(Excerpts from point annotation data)
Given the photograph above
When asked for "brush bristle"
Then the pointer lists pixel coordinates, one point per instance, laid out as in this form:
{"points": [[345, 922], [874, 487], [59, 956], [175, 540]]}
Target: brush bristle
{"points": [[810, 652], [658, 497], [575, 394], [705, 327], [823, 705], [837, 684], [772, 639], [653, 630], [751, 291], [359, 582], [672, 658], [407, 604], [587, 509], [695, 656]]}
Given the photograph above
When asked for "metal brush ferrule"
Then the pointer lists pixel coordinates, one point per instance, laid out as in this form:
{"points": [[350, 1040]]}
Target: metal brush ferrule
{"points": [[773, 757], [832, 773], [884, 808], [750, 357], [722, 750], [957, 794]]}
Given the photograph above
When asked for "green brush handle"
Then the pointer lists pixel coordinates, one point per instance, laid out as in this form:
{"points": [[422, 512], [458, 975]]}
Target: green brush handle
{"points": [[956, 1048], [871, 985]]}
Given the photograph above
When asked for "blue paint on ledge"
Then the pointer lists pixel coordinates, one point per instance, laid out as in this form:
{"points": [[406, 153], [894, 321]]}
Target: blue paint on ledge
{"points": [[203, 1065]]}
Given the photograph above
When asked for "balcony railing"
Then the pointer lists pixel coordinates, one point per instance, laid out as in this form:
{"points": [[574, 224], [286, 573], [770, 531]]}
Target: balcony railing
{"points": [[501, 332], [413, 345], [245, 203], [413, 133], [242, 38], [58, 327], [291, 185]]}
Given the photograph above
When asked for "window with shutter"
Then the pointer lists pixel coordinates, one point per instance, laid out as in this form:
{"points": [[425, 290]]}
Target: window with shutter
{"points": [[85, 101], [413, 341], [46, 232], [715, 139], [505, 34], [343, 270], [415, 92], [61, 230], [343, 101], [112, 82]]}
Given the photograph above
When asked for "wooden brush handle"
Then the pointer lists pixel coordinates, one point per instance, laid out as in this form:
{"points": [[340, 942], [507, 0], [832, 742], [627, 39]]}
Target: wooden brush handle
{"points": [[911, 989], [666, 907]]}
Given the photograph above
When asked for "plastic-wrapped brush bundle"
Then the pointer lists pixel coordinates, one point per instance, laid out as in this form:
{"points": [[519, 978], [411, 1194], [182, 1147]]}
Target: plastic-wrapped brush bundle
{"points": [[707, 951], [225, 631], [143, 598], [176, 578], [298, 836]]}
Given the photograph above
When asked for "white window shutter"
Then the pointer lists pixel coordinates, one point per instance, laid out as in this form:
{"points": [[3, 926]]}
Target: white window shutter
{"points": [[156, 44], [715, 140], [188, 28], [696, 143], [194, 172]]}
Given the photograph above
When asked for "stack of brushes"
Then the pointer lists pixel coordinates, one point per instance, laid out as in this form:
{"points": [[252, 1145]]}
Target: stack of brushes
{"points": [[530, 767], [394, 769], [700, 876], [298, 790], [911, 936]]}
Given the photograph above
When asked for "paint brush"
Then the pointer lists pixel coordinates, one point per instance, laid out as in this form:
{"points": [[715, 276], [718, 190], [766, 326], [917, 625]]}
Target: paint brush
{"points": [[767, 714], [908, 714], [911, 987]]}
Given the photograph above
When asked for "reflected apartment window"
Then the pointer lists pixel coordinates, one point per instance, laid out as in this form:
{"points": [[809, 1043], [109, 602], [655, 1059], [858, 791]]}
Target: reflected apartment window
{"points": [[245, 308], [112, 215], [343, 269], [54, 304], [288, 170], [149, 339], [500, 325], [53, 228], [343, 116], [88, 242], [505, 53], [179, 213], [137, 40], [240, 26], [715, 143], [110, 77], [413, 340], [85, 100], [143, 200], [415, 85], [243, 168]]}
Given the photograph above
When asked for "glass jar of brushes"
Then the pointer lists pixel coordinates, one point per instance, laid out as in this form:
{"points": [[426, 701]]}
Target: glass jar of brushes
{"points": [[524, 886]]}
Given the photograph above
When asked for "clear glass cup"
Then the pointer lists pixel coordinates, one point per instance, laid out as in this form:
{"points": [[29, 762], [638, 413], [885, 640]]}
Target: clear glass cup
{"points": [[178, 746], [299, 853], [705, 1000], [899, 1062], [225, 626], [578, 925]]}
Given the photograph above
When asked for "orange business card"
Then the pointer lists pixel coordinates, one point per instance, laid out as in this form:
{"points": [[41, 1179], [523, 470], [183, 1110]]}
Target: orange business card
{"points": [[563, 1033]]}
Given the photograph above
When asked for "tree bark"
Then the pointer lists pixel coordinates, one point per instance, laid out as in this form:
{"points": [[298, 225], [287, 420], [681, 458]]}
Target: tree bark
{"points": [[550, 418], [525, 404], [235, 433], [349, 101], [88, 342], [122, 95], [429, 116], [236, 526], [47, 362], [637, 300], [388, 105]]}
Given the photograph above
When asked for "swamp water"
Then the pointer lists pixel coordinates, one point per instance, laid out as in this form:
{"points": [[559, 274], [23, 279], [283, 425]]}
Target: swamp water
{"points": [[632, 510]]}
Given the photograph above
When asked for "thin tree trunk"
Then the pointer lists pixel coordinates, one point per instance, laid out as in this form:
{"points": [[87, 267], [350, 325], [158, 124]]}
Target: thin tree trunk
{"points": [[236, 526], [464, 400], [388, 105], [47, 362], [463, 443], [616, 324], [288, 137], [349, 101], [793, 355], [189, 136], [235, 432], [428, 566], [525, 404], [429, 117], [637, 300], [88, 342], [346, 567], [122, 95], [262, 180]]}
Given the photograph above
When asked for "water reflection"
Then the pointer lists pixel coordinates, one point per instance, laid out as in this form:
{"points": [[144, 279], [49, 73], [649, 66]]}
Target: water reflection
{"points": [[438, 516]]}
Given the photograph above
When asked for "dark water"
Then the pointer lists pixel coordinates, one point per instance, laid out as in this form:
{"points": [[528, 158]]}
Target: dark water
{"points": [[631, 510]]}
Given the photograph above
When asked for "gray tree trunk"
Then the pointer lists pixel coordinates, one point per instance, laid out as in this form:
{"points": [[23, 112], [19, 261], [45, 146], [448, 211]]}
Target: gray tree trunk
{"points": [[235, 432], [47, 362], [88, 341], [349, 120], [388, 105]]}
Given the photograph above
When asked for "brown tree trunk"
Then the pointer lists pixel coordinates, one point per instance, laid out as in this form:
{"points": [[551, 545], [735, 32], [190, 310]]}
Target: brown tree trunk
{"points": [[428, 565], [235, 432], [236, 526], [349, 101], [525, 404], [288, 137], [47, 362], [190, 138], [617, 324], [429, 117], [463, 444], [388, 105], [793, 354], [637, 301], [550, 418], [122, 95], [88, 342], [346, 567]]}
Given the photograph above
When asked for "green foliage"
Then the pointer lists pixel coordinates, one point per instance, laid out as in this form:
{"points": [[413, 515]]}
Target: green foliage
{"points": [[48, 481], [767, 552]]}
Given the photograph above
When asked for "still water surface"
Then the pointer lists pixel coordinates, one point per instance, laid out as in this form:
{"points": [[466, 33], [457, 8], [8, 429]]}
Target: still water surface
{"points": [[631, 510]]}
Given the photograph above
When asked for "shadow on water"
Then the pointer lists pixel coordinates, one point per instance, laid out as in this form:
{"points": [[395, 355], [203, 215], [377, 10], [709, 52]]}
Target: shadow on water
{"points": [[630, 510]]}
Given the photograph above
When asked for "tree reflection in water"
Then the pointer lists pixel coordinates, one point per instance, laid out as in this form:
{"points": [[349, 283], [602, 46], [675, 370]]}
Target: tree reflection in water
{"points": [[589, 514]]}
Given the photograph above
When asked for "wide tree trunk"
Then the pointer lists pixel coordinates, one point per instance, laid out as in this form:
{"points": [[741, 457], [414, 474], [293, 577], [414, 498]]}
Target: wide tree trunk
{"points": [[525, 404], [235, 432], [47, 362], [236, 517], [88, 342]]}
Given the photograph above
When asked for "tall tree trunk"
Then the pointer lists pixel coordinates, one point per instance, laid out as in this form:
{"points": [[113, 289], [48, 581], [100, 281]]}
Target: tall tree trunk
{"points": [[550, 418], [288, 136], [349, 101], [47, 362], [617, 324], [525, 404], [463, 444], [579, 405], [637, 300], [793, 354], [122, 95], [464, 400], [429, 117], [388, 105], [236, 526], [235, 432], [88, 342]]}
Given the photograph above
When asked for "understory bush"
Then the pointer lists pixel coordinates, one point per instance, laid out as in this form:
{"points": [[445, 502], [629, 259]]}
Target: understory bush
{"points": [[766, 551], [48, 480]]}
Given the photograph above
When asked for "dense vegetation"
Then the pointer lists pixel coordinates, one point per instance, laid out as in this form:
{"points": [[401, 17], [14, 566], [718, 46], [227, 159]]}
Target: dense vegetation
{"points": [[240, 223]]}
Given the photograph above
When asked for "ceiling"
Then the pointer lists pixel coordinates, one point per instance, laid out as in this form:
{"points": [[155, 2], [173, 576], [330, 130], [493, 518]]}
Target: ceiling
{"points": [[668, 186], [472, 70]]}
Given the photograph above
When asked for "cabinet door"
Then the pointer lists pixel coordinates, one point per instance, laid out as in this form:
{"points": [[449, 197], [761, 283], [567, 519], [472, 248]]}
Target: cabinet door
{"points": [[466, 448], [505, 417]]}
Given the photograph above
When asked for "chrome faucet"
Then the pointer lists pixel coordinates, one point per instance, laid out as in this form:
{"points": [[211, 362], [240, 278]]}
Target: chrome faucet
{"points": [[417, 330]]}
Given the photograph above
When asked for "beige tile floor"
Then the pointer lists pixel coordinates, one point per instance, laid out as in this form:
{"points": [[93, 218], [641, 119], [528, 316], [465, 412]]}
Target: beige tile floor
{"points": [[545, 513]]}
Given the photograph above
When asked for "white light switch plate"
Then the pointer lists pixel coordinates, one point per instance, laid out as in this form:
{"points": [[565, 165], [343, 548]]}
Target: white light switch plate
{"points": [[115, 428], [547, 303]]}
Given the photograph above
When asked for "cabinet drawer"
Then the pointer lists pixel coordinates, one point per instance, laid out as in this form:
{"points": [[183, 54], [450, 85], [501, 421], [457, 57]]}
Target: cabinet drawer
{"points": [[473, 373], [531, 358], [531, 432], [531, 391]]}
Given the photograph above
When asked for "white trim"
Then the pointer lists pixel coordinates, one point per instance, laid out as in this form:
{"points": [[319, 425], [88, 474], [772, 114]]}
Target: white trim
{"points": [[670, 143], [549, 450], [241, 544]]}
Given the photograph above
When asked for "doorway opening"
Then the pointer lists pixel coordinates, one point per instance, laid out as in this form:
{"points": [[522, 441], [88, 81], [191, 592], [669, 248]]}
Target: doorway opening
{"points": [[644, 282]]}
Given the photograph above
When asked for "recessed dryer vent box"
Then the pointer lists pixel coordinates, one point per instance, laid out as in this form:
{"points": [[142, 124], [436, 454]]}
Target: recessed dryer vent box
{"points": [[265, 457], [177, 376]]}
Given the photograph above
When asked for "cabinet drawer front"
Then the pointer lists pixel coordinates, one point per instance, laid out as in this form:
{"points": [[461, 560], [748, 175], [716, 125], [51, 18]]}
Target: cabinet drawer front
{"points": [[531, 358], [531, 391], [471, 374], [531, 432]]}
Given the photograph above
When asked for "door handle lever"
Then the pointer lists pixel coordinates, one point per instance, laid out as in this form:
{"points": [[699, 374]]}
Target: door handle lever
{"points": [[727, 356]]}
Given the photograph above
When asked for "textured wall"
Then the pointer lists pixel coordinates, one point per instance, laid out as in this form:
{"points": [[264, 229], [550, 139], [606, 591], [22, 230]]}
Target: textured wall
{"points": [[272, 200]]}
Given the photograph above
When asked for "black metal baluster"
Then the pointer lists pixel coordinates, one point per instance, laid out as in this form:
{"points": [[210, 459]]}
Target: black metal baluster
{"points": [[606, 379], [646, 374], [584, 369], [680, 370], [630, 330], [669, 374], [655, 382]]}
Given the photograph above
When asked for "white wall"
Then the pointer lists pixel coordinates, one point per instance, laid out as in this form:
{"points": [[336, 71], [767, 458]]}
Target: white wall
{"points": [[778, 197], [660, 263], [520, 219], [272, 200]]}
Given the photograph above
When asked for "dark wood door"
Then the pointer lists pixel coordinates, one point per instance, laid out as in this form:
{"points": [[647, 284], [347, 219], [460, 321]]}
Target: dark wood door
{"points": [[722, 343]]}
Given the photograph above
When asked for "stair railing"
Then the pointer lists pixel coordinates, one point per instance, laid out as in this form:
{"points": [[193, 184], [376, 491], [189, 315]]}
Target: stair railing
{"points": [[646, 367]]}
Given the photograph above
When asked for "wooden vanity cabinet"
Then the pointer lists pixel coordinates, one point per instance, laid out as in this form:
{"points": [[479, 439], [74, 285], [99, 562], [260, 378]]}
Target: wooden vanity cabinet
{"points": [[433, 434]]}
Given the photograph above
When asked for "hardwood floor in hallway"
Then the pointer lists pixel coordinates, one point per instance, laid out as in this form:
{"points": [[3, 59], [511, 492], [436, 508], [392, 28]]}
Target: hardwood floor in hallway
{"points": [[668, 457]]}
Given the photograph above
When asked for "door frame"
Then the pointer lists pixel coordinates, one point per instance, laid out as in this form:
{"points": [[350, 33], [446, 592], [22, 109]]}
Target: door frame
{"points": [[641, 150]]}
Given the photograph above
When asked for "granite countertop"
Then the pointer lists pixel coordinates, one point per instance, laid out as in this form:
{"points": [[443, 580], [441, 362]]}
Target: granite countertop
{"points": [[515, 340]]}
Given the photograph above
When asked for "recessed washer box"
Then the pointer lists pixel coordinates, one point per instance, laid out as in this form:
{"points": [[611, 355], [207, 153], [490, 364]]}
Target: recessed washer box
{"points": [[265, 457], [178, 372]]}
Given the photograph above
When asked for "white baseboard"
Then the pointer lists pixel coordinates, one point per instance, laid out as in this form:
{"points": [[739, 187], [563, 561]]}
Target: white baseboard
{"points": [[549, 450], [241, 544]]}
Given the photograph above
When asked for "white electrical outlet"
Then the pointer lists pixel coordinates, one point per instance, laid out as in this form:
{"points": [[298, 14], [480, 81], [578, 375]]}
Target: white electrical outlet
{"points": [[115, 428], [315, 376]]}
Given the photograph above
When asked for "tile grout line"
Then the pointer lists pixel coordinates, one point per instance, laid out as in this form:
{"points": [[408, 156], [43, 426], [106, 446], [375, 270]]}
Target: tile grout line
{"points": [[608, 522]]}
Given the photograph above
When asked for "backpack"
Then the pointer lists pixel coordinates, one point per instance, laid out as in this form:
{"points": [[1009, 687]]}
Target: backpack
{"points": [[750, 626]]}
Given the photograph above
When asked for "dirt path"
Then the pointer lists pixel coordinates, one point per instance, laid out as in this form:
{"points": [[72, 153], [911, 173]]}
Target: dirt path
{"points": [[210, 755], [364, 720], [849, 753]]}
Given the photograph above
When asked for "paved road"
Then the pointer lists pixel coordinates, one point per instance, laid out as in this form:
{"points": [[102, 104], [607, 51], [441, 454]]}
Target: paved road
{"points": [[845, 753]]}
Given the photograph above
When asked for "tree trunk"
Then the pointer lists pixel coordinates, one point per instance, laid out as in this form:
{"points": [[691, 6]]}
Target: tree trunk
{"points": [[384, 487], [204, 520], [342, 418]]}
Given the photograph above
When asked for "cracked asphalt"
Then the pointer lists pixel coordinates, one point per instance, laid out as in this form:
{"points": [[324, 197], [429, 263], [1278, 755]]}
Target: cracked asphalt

What you are asked to do
Please give the number of lines in the entries above that contain the string "bristle", with case counting, and reply with that number only.

Solution to this exercise
2